Return all of the material that follows, keeping each line exactly as it is.
☆ ☆ ☆ ☆
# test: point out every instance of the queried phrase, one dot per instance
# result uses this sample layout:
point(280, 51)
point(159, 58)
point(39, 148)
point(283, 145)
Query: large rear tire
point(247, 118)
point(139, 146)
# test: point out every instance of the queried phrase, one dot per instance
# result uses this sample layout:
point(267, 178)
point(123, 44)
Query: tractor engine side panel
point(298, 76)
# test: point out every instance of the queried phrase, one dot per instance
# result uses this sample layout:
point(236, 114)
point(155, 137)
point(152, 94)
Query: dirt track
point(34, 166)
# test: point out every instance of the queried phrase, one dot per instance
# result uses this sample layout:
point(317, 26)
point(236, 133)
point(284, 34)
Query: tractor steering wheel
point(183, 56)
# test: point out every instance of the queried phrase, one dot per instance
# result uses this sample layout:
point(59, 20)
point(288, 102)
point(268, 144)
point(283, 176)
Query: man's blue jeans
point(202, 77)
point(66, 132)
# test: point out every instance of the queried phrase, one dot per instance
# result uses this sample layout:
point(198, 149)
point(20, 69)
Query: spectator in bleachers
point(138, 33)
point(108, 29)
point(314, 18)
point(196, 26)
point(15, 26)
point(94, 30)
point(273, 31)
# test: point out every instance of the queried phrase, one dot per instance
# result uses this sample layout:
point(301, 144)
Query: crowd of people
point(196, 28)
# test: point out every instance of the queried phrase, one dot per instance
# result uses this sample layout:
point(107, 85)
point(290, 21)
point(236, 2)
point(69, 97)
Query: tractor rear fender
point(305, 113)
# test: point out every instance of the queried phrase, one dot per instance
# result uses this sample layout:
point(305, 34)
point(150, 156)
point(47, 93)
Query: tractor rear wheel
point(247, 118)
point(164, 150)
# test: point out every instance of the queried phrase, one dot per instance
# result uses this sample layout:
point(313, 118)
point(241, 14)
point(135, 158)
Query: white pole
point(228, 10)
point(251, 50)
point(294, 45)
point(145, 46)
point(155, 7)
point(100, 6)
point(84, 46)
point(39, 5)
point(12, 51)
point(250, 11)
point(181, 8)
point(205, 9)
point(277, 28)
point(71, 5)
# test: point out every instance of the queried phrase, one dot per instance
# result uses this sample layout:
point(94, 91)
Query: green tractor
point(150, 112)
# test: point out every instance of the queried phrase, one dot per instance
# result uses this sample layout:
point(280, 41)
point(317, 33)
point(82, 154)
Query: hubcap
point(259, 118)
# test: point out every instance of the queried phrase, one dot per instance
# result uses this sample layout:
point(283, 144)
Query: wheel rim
☆ ☆ ☆ ☆
* Solution to the problem *
# test: point out every instance of the queried phrase, one dot per instance
# result uses this sample layout:
point(280, 51)
point(159, 58)
point(39, 148)
point(283, 145)
Query: large rear tire
point(247, 118)
point(139, 146)
# test: point out every instance of the queried phrase, one dot per instance
# result uses this sample layout:
point(267, 178)
point(123, 44)
Query: tractor engine side panel
point(298, 76)
# test: point out every instance of the queried phrase, one dot per instance
# result uses this sample layout:
point(236, 114)
point(155, 137)
point(152, 94)
Query: dirt track
point(34, 166)
# test: point out every instance of the queried phrase, one dot per instance
# result uses this sample layout:
point(317, 26)
point(236, 133)
point(284, 34)
Query: tractor steering wheel
point(183, 56)
# test: point out every instance of the queried phrase, one dot per instance
# result uses this sample layout:
point(59, 20)
point(288, 102)
point(268, 144)
point(283, 176)
Query: man's blue jeans
point(202, 77)
point(66, 132)
# test: point out every instance of the queried phrase, one dot per instance
# result uses this sample layout:
point(198, 149)
point(20, 69)
Query: spectator in bleachers
point(138, 33)
point(108, 29)
point(314, 18)
point(196, 26)
point(15, 26)
point(94, 30)
point(273, 31)
# test: point out every instance of the queried phrase, one dot per instance
# result uses this sample layout:
point(301, 144)
Query: crowd of people
point(196, 28)
# test: point out every instance of the queried phrase, one dot per instance
# result uses this sample layout:
point(107, 85)
point(290, 21)
point(236, 2)
point(69, 97)
Query: tractor rear fender
point(305, 113)
# test: point out every instance of the queried phrase, one dot per instance
# result uses this sample layout:
point(305, 34)
point(150, 156)
point(47, 93)
Query: tractor rear wheel
point(247, 118)
point(164, 150)
# test: point out every instance of the queried phrase, one dot per instance
# result uses this sample layout:
point(313, 118)
point(241, 14)
point(135, 158)
Query: white pole
point(228, 10)
point(251, 50)
point(294, 45)
point(145, 46)
point(155, 7)
point(100, 6)
point(84, 46)
point(39, 5)
point(12, 51)
point(250, 11)
point(181, 8)
point(205, 9)
point(277, 28)
point(71, 5)
# test: point out every instance of the queried phrase, one dot per instance
# result uses this sample layout:
point(94, 91)
Query: green tractor
point(150, 112)
# test: point out every instance of the queried phrase, one dot per instance
# result uses this sample layout:
point(280, 41)
point(317, 33)
point(82, 154)
Query: hubcap
point(259, 118)
# test: point out every instance of the queried phrase, one dot per instance
# result uses this sample layout:
point(283, 144)
Query: wheel rim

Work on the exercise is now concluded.